What is required: Rewrite the part of the data that opens with the line containing "of the person's" and runs through the end of the data, changing "keypoint" to "marker" and leaving everything else as it is.

[Image point annotation entries]
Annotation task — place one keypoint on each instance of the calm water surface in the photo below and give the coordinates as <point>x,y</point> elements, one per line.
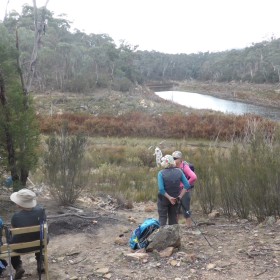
<point>200,101</point>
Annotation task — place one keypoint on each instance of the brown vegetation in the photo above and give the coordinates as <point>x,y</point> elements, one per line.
<point>194,125</point>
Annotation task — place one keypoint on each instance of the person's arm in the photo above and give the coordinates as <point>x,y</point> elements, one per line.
<point>190,174</point>
<point>161,184</point>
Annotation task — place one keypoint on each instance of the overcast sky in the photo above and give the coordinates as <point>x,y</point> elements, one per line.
<point>170,26</point>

Finished exercise:
Annotation task — place one marker on each instance of the person's arm in the photo above and give the coordinates as <point>x,y</point> elements, one per line.
<point>190,174</point>
<point>161,184</point>
Annotation task — place one marker on each instance of the overcast sky in the photo above and give the coordinates as <point>x,y</point> elements, one per line.
<point>170,26</point>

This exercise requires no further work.